Present every entry below as a numbered list, omitting any blank lines.

Data lines
--- START ---
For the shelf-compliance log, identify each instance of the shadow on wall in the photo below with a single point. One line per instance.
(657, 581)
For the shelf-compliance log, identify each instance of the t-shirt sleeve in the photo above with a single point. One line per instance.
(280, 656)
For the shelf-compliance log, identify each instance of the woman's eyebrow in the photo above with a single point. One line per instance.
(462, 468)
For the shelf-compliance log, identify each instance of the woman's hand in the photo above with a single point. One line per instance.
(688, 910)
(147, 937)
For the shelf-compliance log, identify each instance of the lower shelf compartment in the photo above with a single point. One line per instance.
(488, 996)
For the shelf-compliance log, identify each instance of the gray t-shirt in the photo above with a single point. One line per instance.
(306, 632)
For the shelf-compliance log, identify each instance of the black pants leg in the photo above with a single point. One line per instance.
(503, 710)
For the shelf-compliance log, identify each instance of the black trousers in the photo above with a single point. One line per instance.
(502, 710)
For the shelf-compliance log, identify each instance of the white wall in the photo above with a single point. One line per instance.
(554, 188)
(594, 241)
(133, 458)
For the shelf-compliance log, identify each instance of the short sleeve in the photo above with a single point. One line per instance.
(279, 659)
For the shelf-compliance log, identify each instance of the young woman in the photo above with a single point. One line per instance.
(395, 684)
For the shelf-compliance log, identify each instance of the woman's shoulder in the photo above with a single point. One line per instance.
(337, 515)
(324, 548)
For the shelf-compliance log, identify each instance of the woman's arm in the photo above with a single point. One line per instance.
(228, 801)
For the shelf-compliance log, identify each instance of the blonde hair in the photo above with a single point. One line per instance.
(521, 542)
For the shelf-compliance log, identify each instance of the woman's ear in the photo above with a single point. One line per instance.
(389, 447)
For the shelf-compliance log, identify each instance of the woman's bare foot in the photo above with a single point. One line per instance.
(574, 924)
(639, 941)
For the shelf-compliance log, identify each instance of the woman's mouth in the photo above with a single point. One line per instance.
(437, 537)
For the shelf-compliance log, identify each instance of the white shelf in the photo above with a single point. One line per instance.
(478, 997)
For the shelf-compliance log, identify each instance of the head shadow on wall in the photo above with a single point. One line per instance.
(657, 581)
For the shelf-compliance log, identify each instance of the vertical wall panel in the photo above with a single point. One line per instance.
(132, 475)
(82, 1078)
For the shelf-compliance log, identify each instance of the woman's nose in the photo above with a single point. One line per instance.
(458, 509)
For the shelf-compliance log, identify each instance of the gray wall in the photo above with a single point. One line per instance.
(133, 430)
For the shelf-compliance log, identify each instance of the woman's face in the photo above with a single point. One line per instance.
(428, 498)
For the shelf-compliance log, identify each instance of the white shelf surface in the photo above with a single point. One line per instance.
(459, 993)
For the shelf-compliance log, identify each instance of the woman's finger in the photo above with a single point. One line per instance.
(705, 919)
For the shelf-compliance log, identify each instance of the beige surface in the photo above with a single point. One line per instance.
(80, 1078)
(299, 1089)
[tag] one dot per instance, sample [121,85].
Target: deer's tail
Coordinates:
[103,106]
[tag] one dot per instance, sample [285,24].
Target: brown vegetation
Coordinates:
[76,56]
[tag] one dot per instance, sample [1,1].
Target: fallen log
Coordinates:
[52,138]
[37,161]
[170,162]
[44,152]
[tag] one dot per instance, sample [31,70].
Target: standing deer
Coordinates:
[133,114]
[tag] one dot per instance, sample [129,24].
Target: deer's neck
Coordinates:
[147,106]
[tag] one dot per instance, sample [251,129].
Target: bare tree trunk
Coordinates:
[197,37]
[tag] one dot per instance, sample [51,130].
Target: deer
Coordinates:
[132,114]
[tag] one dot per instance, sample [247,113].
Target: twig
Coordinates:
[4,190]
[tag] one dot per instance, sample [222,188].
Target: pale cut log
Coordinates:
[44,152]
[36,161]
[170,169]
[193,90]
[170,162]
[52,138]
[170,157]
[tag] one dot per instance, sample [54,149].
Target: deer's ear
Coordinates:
--- END ---
PROBLEM SOLUTION =>
1. For the shelf-compliance log, identify each instance of the shadow on wall in the photo below with a single point. One line per instance.
2. (657, 581)
3. For the shelf-compliance log, identify each instance of the t-shirt sleeve in the photo above with a single point. One line per instance.
4. (280, 656)
5. For the shelf-compliance log, identify each instance of the woman's eyebrow in the photo above with a single point. One line per instance.
6. (462, 468)
7. For the shelf-compliance log, identify each instance of the woman's hand in the photo above with a single point. One line per instance.
8. (688, 910)
9. (147, 937)
10. For the shelf-compliance log, identify each instance of the lower shelf compartment in the photo above with a single point. One line per instance.
11. (488, 996)
12. For the shelf-compliance log, identify each instance of the gray t-shirt in the photo above with a single point. One line per instance.
13. (306, 632)
14. For the shelf-compliance log, identify each instance of the black pants leg in the photo above with a single point. One line per instance.
15. (503, 710)
16. For the shelf-compliance log, identify each instance of the black trousers in the photo above with a single point. One line per instance.
17. (502, 710)
18. For the shelf-compliance log, identify each instance of the white wall in the photo above with a single point. One line per instance.
19. (554, 188)
20. (594, 241)
21. (133, 458)
22. For the shelf-compliance log, identify each instance of the short sleeve in the photo above with a single point. One line per instance.
23. (279, 659)
24. For the shelf-compliance log, identify each instance of the young woman in the photo above with a single point. One line per instance.
25. (395, 684)
26. For the shelf-compliance log, identify each instance of the woman's shoulder in the photo above with a single point. One line per instance.
27. (337, 515)
28. (324, 548)
29. For the shelf-compliance log, identify each instance of the woman's arm in the photo above with a single point. One line per instance.
30. (228, 801)
31. For the shelf-compliance log, identify each instance of the blonde hair in the photo above with a single point. One line per instance.
32. (521, 542)
33. For the shelf-compliance log, identify each instance of the woman's ear in the photo above with a single point. One line per instance.
34. (389, 447)
35. For the shelf-compliance log, identify each instance of the woman's bare foot in the photo above with a single point. One line per instance.
36. (574, 924)
37. (639, 941)
38. For the shelf-compliance log, identify each instance of the woman's mouth in the photo above with a single point. One line per instance.
39. (437, 537)
40. For the shelf-compliance log, identify each instance of the white shelf in the photo above with a single point. One line per instance.
41. (478, 997)
42. For the shelf-compliance log, identify each instance of the head shadow on wall in the photo above with a single point. One line per instance.
43. (657, 581)
44. For the shelf-compliance log, identify each instance of the vertical wall panel in the photo above with a single point. One line per instance.
45. (132, 475)
46. (82, 1078)
47. For the shelf-compliance log, identify each instance of the woman's nose in the photo above with a single point. One line per instance.
48. (458, 509)
49. For the shelf-compliance log, identify each instance of the gray wall in the photo above with a single point. One line per instance.
50. (133, 430)
51. For the shelf-compliance log, identify each instance of the woman's face in the photo above with a single point. One line per instance.
52. (428, 498)
53. For the shelf-compliance log, identify each instance of the white shelf surface in the photo above with a single point. One line per instance.
54. (459, 993)
55. For the shelf-compliance log, identify each instance of the woman's finger in the photo above with a single point. One line per instance.
56. (705, 919)
57. For the shelf-compliance log, identify each instance of the beige surface in the photo above with a single point. One line per instance.
58. (80, 1078)
59. (299, 1089)
60. [tag] one dot per instance, sample [121,85].
61. Target: deer's tail
62. Coordinates:
63. [103,106]
64. [tag] one dot per instance, sample [285,24].
65. Target: brown vegetation
66. Coordinates:
67. [76,56]
68. [tag] one dot per instance, sample [1,1].
69. Target: fallen log
70. Coordinates:
71. [52,138]
72. [37,161]
73. [170,162]
74. [44,152]
75. [tag] one dot per instance, sample [31,70].
76. Target: standing deer
77. Coordinates:
78. [133,114]
79. [tag] one dot per instance, sample [129,24].
80. Target: deer's neck
81. Coordinates:
82. [147,106]
83. [tag] one dot per instance, sample [251,129].
84. Target: bare tree trunk
85. Coordinates:
86. [197,37]
87. [tag] one dot per instance, sample [51,130].
88. Target: deer
89. Coordinates:
90. [132,114]
91. [tag] one dot per instance, sample [247,113].
92. Target: twig
93. Coordinates:
94. [4,190]
95. [tag] one dot per instance, sample [222,188].
96. Target: pale cut log
97. Coordinates:
98. [44,152]
99. [36,161]
100. [170,169]
101. [193,90]
102. [170,162]
103. [52,138]
104. [170,157]
105. [tag] one dot per instance, sample [54,149].
106. Target: deer's ear
107. Coordinates:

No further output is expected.